**DOCUMENT PASSAGE:**
A. Yeah. And I tell him to get -- could I say it my way?
THE COURT: You can answer his question.
5 A. Okay. I tell him to get the fuck up out of here. If he don’t --
[Defense counsel]: Q. You complained that he was biting too hard?
A. Yeah.
Q. But it was okay before that?
A. No. I tell him no because if he don’t I -- I gonna have somebody come after
him.”
R.A. added that Jacklin pulled him into the room, that he knew what was going to happen in the
room, and that he did not want to go into the room because “that ain’t me.”
¶ 18 Upon further questioning, R.A. nodded affirmatively when asked if he unzipped the fly on
his pants when he pushed Jacklin down. However, he also nodded affirmatively when asked if that
happened after Jacklin ripped off all his clothes. R.A. then agreed that neither he nor Jacklin had
any clothes on.

**ACTION ITEM:** Rewrite the court transcript starting at "5 A. Okay. I" and ending after "any clothes on.", changing "nodded affirmatively" to "nodded yes" wherever it occurs.

**DATA TO EXAMINE:**
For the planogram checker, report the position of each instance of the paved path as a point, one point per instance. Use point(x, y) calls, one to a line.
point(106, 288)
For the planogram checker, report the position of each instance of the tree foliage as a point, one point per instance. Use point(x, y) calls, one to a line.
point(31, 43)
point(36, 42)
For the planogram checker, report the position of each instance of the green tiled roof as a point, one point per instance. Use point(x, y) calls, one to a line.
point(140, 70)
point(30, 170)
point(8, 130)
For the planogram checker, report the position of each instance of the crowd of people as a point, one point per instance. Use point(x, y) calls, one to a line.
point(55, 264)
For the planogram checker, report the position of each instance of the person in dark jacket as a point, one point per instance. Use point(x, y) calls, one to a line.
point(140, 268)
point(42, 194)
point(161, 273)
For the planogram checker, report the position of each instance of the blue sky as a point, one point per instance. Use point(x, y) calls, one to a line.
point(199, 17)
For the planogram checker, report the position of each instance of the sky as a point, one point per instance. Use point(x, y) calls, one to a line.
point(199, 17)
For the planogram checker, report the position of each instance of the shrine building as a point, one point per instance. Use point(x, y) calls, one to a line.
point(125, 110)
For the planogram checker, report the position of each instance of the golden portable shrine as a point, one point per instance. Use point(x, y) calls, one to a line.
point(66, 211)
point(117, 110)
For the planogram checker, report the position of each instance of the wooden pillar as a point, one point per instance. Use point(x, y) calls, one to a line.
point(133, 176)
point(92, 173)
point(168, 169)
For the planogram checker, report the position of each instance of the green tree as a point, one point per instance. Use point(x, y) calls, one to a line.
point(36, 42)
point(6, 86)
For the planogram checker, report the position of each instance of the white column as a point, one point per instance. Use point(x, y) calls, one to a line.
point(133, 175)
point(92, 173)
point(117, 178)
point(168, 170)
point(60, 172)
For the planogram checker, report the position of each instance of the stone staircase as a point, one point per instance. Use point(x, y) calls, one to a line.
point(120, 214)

**EXERCISE RESPONSE:**
5 A. Okay. I tell him to get the fuck up out of here. If he don’t --
[Defense counsel]: Q. You complained that he was biting too hard?
A. Yeah.
Q. But it was okay before that?
A. No. I tell him no because if he don’t I -- I gonna have somebody come after
him.”
R.A. added that Jacklin pulled him into the room, that he knew what was going to happen in the
room, and that he did not want to go into the room because “that ain’t me.”
¶ 18 Upon further questioning, R.A. nodded yes when asked if he unzipped the fly on
his pants when he pushed Jacklin down. However, he also nodded yes when asked if that
happened after Jacklin ripped off all his clothes. R.A. then agreed that neither he nor Jacklin had
any clothes on.